Rescale every item below by repeating each request and its point coordinates, with each x and y coordinate multiplied by 1.45 and rounded to the nearest whole number, halves up. Leave the pictures out of your answer.

Excerpts from a point labeling dataset
/---
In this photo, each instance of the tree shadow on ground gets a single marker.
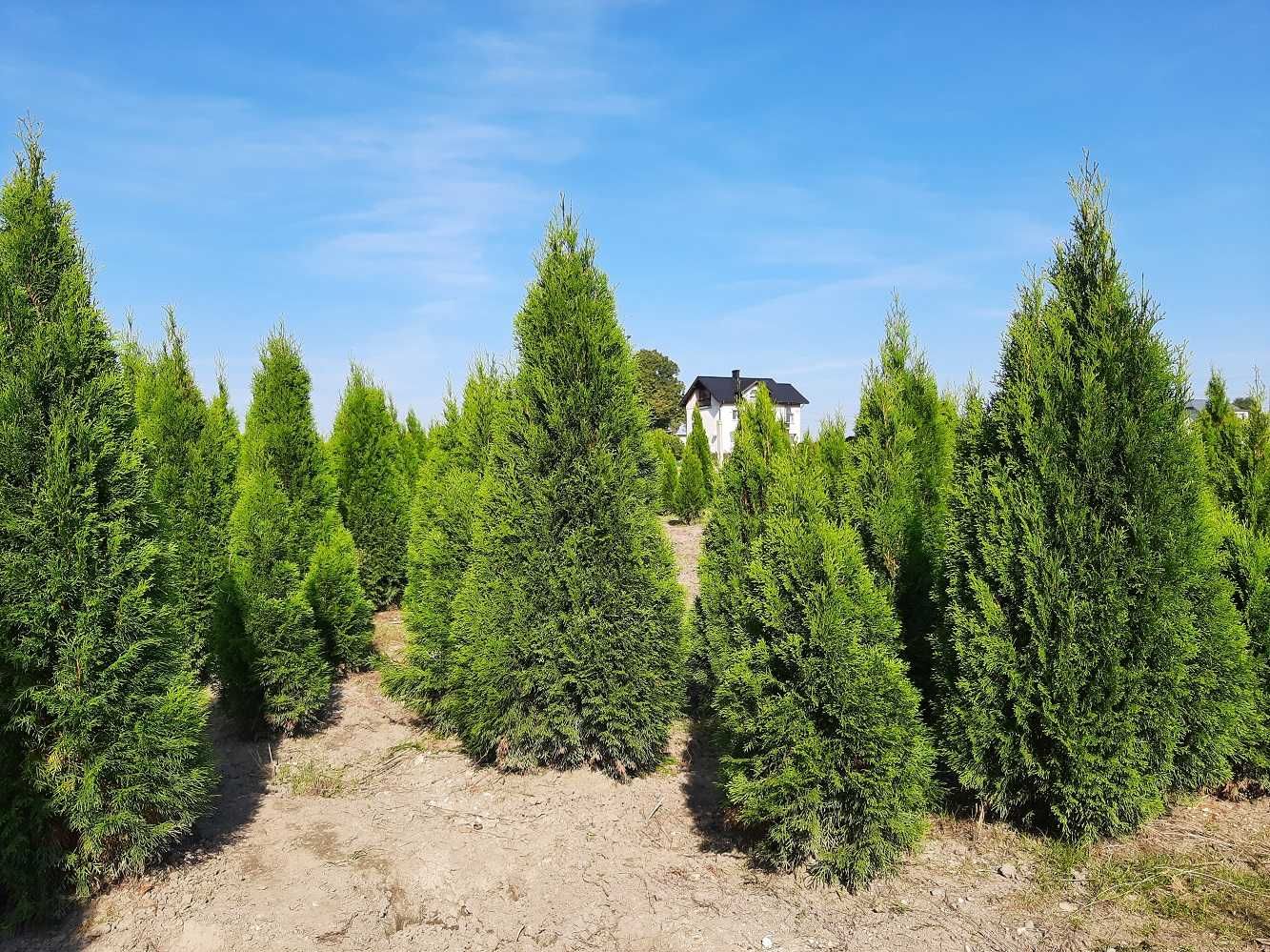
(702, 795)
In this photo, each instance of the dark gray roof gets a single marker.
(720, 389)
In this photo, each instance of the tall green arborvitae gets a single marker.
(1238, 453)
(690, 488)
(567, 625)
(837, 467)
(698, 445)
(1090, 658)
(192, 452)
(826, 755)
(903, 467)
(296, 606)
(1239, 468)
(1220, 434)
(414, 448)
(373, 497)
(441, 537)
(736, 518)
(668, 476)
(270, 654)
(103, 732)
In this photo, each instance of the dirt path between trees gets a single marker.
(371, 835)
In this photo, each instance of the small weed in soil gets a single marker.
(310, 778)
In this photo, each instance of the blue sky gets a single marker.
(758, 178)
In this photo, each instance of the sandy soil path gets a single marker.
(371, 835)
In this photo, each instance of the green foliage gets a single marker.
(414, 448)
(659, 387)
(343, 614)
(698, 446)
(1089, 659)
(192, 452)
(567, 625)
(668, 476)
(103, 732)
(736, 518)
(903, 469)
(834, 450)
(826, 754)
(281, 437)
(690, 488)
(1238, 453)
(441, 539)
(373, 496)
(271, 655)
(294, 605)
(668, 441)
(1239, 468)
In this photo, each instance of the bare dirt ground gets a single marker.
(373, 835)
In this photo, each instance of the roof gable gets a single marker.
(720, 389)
\---
The solution:
In this photo, each instance of the tree shadow on ground gets a single marker.
(1018, 1153)
In this photo, each instance of the dark gray roof gets a single marker.
(1044, 564)
In this photo, each instance of the tall green arborvitae gets a single marker.
(1795, 657)
(1001, 708)
(822, 906)
(1214, 677)
(1012, 645)
(1581, 954)
(278, 655)
(1198, 1095)
(1309, 677)
(429, 879)
(1797, 679)
(1769, 629)
(600, 650)
(541, 721)
(639, 779)
(1067, 751)
(969, 690)
(392, 948)
(149, 1061)
In this photo, each instance of the dirt path between trees gets a single marker.
(538, 1211)
In this photo, each instance of the small weed in soil gets a single marker.
(450, 1128)
In this photo, each instance of the blue sky gets a single marker.
(1099, 258)
In this photo, each instance of the sandy soil path gets a single marker.
(538, 1211)
In this photo, each instance of the green foliage gets a single marker.
(600, 650)
(956, 561)
(497, 890)
(1012, 647)
(1579, 956)
(278, 655)
(822, 906)
(969, 690)
(149, 1061)
(1067, 751)
(1309, 680)
(1209, 653)
(1198, 1093)
(407, 634)
(1001, 708)
(1795, 657)
(639, 782)
(541, 719)
(393, 950)
(426, 877)
(969, 639)
(1797, 679)
In this photo, each instance of the bare dirt ground gets a single marker.
(541, 1211)
In this photo, each instance of the roof gable gets a single marker.
(1044, 564)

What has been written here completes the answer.